» **WHAT THE TASK REQUIRES**
From the first line to the last, retype the listing without any alteration.

%%

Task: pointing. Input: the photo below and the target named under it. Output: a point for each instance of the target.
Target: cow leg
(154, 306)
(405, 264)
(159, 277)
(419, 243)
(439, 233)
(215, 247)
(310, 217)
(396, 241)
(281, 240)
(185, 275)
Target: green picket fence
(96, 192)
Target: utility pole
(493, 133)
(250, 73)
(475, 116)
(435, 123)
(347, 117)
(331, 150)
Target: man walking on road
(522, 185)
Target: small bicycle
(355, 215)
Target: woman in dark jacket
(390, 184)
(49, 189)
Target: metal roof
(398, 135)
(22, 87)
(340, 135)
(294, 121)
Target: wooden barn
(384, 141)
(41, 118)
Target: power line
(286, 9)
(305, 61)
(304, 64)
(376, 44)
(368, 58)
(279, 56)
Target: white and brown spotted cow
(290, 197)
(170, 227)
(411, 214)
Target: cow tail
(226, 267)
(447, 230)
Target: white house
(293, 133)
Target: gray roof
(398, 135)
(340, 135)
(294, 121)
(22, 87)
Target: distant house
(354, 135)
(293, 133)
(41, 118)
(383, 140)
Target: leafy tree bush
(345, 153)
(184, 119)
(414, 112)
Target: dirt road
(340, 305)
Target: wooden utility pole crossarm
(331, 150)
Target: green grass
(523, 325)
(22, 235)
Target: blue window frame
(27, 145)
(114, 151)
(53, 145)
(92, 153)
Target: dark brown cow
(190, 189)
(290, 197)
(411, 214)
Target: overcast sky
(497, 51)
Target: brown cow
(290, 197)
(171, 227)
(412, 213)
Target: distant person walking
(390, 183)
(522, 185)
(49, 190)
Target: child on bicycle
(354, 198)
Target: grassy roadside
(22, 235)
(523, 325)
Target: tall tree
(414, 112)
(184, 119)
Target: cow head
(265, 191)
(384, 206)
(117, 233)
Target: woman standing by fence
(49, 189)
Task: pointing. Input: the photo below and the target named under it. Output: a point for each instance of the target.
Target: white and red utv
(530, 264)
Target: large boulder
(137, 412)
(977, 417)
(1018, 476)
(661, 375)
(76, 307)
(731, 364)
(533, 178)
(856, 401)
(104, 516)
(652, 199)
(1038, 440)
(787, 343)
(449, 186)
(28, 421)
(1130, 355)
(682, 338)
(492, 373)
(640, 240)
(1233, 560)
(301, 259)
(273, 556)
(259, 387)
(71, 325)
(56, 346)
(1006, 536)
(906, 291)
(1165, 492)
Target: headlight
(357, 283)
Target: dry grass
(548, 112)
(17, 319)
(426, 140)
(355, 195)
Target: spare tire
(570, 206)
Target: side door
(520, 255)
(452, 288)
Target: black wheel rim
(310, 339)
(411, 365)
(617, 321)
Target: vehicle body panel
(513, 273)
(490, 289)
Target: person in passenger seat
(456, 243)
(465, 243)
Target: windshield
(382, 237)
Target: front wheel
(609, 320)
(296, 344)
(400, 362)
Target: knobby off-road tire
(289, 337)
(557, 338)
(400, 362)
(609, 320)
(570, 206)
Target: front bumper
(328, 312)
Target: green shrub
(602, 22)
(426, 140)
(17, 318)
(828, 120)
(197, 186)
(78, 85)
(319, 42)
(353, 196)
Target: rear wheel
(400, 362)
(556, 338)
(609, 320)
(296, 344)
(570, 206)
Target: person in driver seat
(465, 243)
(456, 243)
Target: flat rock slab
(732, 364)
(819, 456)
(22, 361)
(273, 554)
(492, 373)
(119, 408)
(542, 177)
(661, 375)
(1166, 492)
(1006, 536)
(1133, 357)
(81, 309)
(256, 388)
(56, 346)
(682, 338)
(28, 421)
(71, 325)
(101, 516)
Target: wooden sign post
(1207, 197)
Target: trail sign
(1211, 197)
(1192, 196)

%%

» **ANSWER FOR THE TASK**
Task: pointing. Input: the photo below and the target named under it. Output: a point for each instance of the target.
Target: cow leg
(154, 306)
(405, 264)
(159, 277)
(419, 243)
(439, 233)
(215, 247)
(310, 217)
(396, 241)
(281, 240)
(185, 275)
Target: green picket fence
(96, 192)
Target: utility pole
(493, 133)
(250, 73)
(475, 116)
(435, 123)
(347, 117)
(331, 150)
Target: man walking on road
(522, 185)
Target: small bicycle
(355, 215)
Target: woman in dark jacket
(390, 184)
(49, 189)
Target: metal roof
(398, 135)
(22, 87)
(340, 135)
(294, 121)
Target: wooden barn
(384, 141)
(41, 118)
Target: power line
(286, 9)
(305, 61)
(304, 64)
(376, 44)
(368, 58)
(279, 56)
Target: white and brown spotted cow
(290, 197)
(170, 227)
(411, 214)
Target: cow tail
(226, 267)
(447, 230)
Target: white house
(293, 133)
Target: gray roof
(398, 135)
(340, 135)
(294, 121)
(22, 87)
Target: distant house
(354, 135)
(293, 133)
(41, 118)
(383, 140)
Target: leafy tree bush
(345, 153)
(184, 119)
(414, 112)
Target: dirt road
(340, 305)
Target: wooden utility pole crossarm
(331, 150)
Target: green grass
(523, 325)
(22, 235)
Target: blue window frame
(27, 145)
(114, 151)
(53, 145)
(92, 153)
Target: dark brown cow
(190, 189)
(290, 197)
(411, 214)
Target: overcast sky
(497, 51)
Target: brown cow
(290, 197)
(171, 227)
(412, 213)
Target: distant person walking
(390, 183)
(522, 185)
(49, 190)
Target: child on bicycle
(354, 198)
Target: grassy roadside
(22, 235)
(523, 325)
Target: tall tree
(414, 112)
(184, 119)
Target: cow head
(265, 191)
(384, 206)
(117, 233)
Target: woman standing by fence
(49, 189)
Task: pointing. Input: the photo below and the target named under it. Output: a point for each instance of the target.
Target: white and red utv
(530, 264)
Target: large boulder
(137, 412)
(977, 417)
(1018, 476)
(661, 375)
(76, 307)
(731, 364)
(533, 178)
(856, 401)
(104, 516)
(652, 199)
(1038, 440)
(787, 343)
(449, 186)
(28, 421)
(1130, 355)
(682, 338)
(492, 373)
(640, 240)
(1233, 560)
(301, 259)
(273, 556)
(259, 387)
(71, 325)
(56, 346)
(1006, 536)
(906, 291)
(1165, 492)
Target: headlight
(357, 283)
Target: dry grass
(548, 112)
(17, 319)
(426, 140)
(355, 195)
Target: spare tire
(570, 206)
Target: side door
(520, 255)
(452, 288)
Target: black wheel rim
(310, 339)
(411, 365)
(617, 321)
Target: vehicle body panel
(513, 273)
(490, 289)
Target: person in passenger seat
(456, 243)
(465, 243)
Target: windshield
(382, 237)
Target: front wheel
(609, 320)
(296, 344)
(400, 362)
Target: knobby off-road tire
(289, 337)
(557, 338)
(400, 362)
(609, 320)
(570, 206)
Target: front bumper
(328, 312)
Target: green shrub
(602, 22)
(426, 140)
(17, 318)
(828, 120)
(197, 186)
(78, 85)
(319, 42)
(353, 196)
Target: rear wheel
(400, 362)
(556, 338)
(609, 320)
(296, 344)
(570, 206)
Target: person in driver seat
(465, 243)
(456, 243)
Target: flat rock slab
(732, 364)
(819, 456)
(22, 361)
(273, 554)
(492, 373)
(119, 408)
(542, 177)
(661, 375)
(1166, 492)
(1006, 536)
(1133, 357)
(81, 309)
(256, 388)
(56, 346)
(682, 338)
(28, 421)
(71, 325)
(101, 516)
Target: wooden sign post
(1207, 197)
Target: trail sign
(1211, 197)
(1192, 196)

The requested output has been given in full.